- _Required work_:
Copy out the lines from the one containing "indicate the forearm, one dot per instance" through the end of the lines, inclusive, requests and all. Shift every coordinate in the answers by adding 96 to it.

::::::

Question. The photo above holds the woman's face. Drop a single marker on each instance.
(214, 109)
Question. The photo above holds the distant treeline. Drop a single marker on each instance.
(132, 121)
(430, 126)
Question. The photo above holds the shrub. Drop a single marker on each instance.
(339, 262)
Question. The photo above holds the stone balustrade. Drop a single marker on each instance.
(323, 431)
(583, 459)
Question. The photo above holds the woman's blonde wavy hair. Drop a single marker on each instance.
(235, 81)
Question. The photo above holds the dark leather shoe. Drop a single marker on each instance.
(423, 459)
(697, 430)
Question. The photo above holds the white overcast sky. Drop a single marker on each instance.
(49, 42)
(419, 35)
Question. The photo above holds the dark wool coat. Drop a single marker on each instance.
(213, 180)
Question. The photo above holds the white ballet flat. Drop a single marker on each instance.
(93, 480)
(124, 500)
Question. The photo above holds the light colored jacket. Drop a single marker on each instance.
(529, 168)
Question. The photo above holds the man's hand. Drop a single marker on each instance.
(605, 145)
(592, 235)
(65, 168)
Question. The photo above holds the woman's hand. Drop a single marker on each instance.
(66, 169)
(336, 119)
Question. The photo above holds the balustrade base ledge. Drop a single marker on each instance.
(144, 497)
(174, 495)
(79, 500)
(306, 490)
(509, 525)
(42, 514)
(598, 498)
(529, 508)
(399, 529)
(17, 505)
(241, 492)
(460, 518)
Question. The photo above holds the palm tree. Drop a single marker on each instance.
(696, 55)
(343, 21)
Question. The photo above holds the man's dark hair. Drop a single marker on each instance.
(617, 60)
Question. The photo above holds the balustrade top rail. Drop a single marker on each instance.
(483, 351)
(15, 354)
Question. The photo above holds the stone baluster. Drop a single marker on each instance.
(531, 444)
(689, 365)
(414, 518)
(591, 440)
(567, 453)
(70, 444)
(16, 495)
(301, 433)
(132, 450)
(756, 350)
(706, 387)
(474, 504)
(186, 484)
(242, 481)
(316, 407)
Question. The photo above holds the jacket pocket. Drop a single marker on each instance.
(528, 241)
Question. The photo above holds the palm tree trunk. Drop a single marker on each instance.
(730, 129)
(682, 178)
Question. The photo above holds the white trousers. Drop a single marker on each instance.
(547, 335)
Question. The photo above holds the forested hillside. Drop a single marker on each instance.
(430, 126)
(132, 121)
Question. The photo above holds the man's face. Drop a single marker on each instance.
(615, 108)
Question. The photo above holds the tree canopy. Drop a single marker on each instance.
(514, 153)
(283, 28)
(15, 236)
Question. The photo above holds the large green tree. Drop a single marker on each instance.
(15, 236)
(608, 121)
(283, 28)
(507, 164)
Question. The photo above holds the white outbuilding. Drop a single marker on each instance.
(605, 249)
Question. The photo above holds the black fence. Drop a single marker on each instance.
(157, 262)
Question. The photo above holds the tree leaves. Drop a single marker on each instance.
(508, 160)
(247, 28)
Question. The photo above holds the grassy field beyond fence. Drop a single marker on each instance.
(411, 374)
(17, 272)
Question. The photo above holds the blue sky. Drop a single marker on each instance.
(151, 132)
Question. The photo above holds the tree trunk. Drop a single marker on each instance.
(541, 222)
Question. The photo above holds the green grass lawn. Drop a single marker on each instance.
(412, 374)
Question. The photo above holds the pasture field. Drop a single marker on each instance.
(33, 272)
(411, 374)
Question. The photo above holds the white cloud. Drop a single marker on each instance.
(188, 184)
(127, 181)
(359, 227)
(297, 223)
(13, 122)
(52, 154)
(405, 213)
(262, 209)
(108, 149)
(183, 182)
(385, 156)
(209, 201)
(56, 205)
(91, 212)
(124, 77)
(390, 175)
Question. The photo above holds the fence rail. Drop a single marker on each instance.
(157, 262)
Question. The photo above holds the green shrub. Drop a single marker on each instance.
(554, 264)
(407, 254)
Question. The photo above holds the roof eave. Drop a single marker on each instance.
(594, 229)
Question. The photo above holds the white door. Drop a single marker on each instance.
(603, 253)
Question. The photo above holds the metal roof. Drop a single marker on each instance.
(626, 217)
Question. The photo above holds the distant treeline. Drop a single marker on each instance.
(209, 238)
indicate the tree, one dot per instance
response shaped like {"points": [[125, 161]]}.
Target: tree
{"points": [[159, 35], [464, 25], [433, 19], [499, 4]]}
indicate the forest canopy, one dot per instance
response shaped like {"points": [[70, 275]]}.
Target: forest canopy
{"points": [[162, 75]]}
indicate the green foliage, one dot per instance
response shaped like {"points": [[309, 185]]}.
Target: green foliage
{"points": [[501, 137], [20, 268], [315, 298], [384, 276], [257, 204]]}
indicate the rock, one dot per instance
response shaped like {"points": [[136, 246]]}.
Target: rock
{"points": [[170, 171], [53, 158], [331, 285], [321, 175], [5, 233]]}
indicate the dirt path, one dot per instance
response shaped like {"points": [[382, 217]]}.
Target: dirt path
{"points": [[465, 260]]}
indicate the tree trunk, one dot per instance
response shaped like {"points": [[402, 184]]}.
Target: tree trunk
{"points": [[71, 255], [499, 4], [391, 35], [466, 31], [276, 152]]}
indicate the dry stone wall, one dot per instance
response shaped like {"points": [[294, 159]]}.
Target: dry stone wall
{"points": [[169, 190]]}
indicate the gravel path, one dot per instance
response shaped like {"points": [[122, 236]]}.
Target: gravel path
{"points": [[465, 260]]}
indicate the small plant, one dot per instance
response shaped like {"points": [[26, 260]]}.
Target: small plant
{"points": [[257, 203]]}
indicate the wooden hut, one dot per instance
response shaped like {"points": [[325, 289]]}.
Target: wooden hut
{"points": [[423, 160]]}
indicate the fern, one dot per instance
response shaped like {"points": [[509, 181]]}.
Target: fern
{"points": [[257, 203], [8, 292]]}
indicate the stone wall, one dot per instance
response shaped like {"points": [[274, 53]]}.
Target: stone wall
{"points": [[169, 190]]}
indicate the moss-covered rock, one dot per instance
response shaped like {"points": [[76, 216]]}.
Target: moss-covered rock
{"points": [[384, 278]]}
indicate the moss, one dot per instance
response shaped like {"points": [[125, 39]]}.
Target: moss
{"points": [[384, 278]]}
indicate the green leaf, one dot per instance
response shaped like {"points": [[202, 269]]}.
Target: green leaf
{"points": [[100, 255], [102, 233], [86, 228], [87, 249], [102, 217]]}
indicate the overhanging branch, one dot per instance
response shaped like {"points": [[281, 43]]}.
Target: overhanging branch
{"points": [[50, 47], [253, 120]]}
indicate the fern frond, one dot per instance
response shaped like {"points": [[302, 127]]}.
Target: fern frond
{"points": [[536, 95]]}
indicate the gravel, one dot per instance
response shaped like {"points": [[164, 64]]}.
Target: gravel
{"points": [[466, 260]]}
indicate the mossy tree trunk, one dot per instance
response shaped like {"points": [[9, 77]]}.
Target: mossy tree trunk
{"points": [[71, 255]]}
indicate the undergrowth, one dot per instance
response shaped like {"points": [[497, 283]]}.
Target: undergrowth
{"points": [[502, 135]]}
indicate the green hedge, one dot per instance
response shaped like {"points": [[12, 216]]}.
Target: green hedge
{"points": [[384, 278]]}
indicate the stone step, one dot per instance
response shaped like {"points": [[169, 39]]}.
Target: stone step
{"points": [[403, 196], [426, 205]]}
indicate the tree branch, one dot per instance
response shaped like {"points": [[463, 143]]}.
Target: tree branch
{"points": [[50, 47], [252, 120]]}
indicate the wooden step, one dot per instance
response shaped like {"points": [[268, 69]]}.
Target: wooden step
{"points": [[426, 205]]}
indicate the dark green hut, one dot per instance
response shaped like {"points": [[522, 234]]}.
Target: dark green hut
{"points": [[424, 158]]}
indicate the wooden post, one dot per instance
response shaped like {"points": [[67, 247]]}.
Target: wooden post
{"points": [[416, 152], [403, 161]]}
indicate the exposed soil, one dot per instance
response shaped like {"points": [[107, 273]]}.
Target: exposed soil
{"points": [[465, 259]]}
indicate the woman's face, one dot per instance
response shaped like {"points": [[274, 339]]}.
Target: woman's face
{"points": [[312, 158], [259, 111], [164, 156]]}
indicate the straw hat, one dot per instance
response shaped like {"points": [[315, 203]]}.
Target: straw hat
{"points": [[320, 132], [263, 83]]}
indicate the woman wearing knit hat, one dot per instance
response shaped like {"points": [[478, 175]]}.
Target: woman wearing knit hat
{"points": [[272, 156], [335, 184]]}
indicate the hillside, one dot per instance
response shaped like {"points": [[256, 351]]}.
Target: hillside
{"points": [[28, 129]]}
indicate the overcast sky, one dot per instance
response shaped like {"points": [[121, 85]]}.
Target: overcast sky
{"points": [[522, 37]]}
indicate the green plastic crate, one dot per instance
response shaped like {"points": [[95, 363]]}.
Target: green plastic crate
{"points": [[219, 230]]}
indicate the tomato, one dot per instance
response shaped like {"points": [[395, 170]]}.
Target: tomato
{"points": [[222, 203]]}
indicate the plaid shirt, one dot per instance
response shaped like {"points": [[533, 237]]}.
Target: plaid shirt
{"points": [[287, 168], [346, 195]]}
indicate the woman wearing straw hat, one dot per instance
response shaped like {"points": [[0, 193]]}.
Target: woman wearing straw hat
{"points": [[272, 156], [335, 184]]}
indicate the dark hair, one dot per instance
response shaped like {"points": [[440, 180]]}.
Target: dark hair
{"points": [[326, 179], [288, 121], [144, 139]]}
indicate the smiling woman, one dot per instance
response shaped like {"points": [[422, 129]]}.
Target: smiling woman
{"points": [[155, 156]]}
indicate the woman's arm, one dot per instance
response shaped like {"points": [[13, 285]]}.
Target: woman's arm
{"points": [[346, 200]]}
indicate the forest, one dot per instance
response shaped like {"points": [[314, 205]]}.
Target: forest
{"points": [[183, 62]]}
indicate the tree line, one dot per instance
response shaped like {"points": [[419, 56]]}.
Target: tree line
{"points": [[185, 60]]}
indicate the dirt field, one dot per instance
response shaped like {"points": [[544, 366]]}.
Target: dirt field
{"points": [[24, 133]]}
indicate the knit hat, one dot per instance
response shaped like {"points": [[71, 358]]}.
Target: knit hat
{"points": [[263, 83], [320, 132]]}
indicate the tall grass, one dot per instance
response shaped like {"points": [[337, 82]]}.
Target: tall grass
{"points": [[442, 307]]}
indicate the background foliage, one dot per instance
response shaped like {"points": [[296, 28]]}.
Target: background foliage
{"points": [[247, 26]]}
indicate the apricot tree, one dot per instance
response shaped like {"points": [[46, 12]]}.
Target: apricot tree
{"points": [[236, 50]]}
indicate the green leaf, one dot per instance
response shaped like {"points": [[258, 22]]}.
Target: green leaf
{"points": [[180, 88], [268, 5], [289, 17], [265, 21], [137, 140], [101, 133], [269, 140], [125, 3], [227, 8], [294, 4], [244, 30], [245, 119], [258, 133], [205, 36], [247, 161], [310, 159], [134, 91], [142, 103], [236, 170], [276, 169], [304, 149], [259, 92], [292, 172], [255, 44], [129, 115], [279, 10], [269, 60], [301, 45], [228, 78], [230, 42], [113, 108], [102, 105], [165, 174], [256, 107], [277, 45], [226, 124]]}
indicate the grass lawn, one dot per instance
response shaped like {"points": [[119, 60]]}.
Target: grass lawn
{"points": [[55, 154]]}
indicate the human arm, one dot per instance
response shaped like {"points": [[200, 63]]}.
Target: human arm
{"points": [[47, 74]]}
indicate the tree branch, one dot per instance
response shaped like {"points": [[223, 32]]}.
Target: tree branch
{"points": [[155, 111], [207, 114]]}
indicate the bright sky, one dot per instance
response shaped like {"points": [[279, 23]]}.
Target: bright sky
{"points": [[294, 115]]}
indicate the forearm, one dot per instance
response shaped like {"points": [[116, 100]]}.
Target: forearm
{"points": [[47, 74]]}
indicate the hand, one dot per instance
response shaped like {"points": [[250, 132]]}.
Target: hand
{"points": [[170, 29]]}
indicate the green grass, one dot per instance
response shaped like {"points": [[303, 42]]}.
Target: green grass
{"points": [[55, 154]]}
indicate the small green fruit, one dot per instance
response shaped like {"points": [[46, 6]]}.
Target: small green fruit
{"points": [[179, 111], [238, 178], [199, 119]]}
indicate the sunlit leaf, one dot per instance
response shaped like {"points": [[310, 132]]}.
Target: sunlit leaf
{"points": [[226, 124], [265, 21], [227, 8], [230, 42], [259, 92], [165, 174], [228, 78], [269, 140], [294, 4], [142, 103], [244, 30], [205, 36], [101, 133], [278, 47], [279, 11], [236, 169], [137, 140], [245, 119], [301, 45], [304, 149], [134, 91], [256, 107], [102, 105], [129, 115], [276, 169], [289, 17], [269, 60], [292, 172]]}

::::::

- _Exercise response_:
indicate the forearm, one dot per instance
response shaped like {"points": [[116, 100]]}.
Target: forearm
{"points": [[143, 170]]}
indicate the hand, one dot per instance
response shaped like {"points": [[250, 132]]}.
Target: hand
{"points": [[266, 125]]}
indicate the green grass, one dot per instance
response shaped like {"points": [[303, 42]]}.
Target: green grass
{"points": [[151, 250]]}
indicate the small green fruit, one dot per instance
response shaped like {"points": [[46, 6]]}.
Target: small green fruit
{"points": [[275, 207], [334, 274], [295, 215]]}
indicate the sunlit leaf, one dot per instance
response shaped like {"points": [[310, 132]]}.
Target: sunlit leaf
{"points": [[322, 220], [361, 117], [323, 104], [326, 138], [355, 188], [261, 270], [324, 174], [365, 236], [390, 100], [238, 199], [340, 126], [301, 132], [197, 229], [374, 143], [375, 107], [332, 265], [233, 236], [341, 215], [397, 141], [400, 245], [230, 187], [352, 203], [198, 201], [225, 211], [372, 265], [385, 113], [365, 156], [388, 268]]}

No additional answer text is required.